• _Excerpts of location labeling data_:

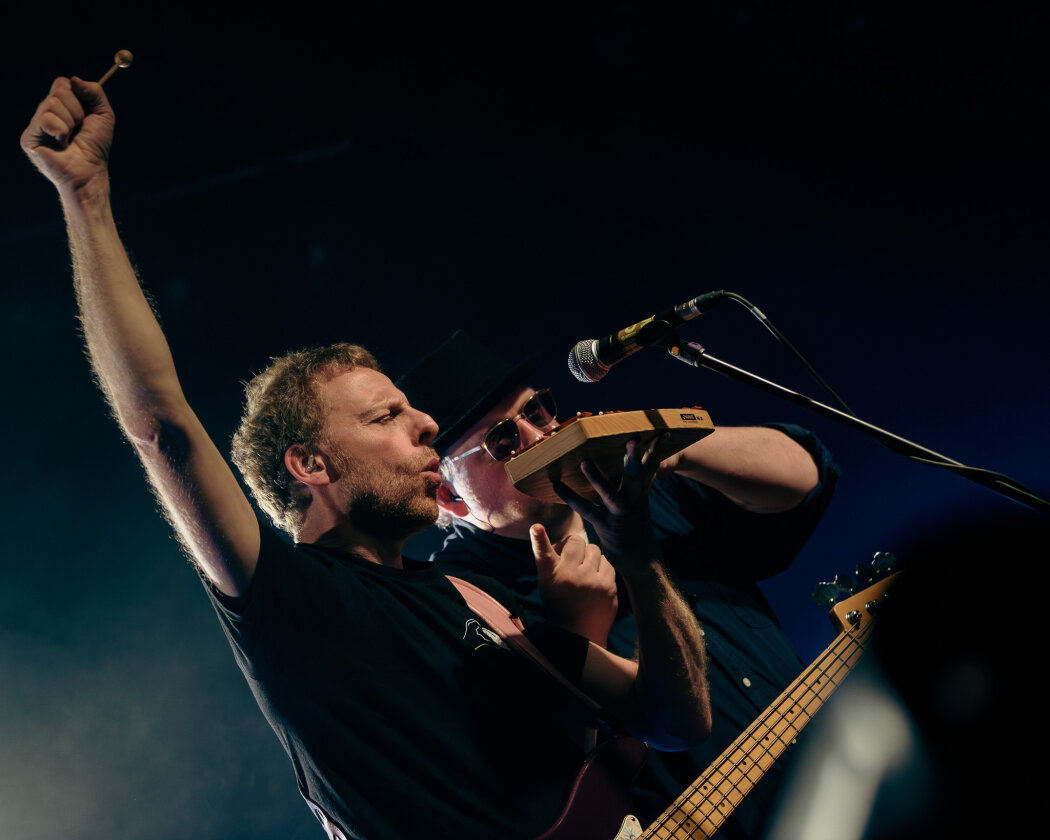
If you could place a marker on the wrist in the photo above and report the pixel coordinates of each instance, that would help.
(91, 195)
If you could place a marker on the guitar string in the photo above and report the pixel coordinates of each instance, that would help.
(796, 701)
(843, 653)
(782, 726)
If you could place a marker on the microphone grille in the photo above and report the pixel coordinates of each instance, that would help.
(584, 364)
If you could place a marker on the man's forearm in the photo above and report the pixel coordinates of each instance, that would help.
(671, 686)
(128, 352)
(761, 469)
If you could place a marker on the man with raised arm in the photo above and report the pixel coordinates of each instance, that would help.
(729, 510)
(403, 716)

• _Challenge_: Quote the material above word for word, omitting the pictures.

• _The answer_:
If you could place a marker on the wrist in the photo above and report the pixel coordinates of each instance, that would help.
(91, 195)
If you could place a marker on the guitar string in the photo above and report the pixel coordinates of each instance, that would help.
(796, 701)
(843, 653)
(782, 726)
If you could place a marker on the microphone grille in the photo above and report the pixel coordinates of each instance, that would help.
(584, 364)
If you could place a marker on the man's forearm in the photo above and report the pixel coordinates of each instance, that would help.
(671, 686)
(128, 352)
(761, 469)
If you could place a marker on the man with raised arm in the photo above and report the pixel coordinates of each instance, that would help.
(729, 510)
(403, 716)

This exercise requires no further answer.